Objective -> Please rewrite all of the rows with "Where can it be seen" changed to "Where does it appear" and everything else unchanged. Leave the pictures out of your answer.

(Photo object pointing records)
————

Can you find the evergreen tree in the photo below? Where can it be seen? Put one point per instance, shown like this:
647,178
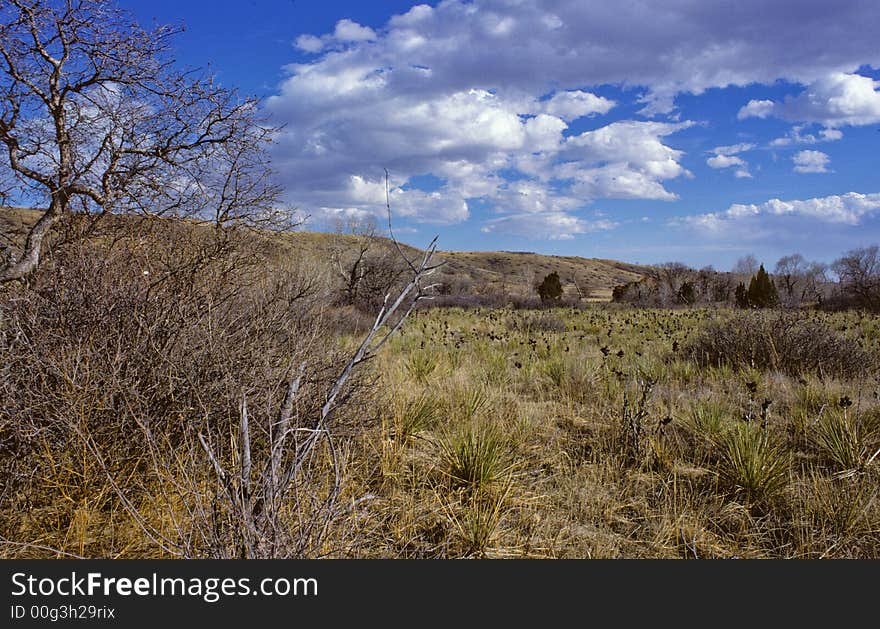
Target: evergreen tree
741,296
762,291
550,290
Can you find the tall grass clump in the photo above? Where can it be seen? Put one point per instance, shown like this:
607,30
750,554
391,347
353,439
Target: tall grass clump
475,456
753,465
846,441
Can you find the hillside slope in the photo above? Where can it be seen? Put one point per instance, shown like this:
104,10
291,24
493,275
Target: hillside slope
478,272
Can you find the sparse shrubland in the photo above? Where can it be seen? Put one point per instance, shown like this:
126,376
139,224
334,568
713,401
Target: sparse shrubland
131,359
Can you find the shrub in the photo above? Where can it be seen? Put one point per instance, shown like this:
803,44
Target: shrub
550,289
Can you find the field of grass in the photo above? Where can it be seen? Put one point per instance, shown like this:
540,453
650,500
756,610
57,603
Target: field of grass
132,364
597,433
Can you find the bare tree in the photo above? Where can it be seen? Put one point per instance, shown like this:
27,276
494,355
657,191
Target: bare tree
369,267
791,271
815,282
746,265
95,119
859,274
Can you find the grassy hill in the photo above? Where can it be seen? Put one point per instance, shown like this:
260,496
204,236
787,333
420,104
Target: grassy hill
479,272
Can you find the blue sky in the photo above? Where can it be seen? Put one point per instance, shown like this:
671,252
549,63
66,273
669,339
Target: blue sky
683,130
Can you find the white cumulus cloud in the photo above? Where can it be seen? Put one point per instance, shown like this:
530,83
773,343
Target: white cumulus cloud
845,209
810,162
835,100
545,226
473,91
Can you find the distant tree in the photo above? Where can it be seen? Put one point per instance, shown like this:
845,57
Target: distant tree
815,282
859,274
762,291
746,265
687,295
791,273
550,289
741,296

————

Task result ->
Can you find the evergreen tree in the photo below? Where does it appear? Put one point per instance, shown like this:
647,178
Target: evergreen tree
741,296
762,291
550,290
Can you find the tall grass clump in the photo above? Where does it appear? Put one point per instance, shown like this:
607,30
750,554
391,347
353,439
Target: tall grass clump
475,456
753,465
846,441
Can you find the hillside slope in the photo above? Where does it appear? Put one point per instance, shown like this:
104,10
291,24
493,275
Target: hillside slope
478,272
Can you find the sparse shrubland in the photo above? Where does it appear? Put one point per instance, shown like this:
126,376
139,224
334,568
713,401
Target: sparse shrubland
131,359
Can you find the shrub in the photo above? Where does it appear? Put one point per instance, shown like this:
803,44
Target: shrub
550,289
Can you find the field of grass in the photo above? Where does it appear? Put one point per instance, shown like this:
540,453
650,500
756,610
57,603
Target: field of grass
132,364
597,433
Can you find the bare tree in the photo above? Where does it appear? Put one point per instance, shown like this:
27,276
494,355
657,191
Target: bare tree
369,267
791,271
815,282
746,265
95,119
859,274
Can you find the grassy hill in the photo above? Where does it appear? Put one point per instance, shown like this:
260,496
204,236
787,333
420,104
Target: grassy hill
479,272
Can you find the blue sky in the photo above? Where does it appear? Put one point per instance, shown like this:
671,252
549,63
66,273
669,339
Target: blue sky
683,130
Can you find the white cumulus cloud in the photo above? Where does it appear? Put one point per instance, shown like this:
530,83
773,343
Target: white cumulus cloud
845,209
810,162
835,100
545,226
473,91
Can you find the distant tree in the photo above? Where does it appear? Put one point per instance, shown like this:
845,57
Target: distant tree
815,282
859,274
762,291
746,265
687,295
791,273
550,289
741,296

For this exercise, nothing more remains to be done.